- STATED TASK
Locate each line in the items below that contains the string "every", with case significant, and copy those lines out in full.

- DATASET ROWS
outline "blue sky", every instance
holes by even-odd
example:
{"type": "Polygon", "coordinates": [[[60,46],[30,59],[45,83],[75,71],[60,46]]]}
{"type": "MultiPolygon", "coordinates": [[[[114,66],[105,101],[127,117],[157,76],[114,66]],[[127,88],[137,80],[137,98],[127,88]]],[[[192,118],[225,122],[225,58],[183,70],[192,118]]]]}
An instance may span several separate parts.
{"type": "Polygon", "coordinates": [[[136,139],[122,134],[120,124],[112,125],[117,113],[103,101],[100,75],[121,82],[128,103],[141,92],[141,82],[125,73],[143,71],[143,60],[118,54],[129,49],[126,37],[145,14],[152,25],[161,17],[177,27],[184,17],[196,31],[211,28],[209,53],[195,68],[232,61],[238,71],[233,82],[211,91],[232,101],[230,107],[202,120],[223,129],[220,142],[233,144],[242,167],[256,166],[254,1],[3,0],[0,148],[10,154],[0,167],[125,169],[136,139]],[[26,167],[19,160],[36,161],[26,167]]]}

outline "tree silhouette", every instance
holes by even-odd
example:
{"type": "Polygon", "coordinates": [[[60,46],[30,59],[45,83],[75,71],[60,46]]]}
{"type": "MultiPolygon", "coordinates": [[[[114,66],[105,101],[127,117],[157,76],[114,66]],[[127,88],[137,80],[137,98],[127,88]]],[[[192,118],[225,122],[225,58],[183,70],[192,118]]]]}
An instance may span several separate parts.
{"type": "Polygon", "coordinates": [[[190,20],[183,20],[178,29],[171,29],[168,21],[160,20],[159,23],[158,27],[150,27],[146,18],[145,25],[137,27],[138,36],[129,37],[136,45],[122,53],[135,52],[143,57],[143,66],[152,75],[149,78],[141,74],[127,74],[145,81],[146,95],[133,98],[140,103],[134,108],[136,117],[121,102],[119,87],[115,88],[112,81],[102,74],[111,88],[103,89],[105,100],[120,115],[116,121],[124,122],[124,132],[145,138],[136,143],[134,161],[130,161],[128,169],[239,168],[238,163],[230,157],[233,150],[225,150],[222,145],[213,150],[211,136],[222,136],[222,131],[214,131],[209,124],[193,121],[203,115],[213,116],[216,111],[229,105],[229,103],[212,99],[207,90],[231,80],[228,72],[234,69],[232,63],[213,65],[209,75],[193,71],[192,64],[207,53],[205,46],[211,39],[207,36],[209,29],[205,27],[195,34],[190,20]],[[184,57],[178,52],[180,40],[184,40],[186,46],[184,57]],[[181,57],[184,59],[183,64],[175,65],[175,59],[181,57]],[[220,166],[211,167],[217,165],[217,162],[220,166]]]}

- SOLUTION TO THIS EXERCISE
outline "blue sky", every instance
outline "tree silhouette", every instance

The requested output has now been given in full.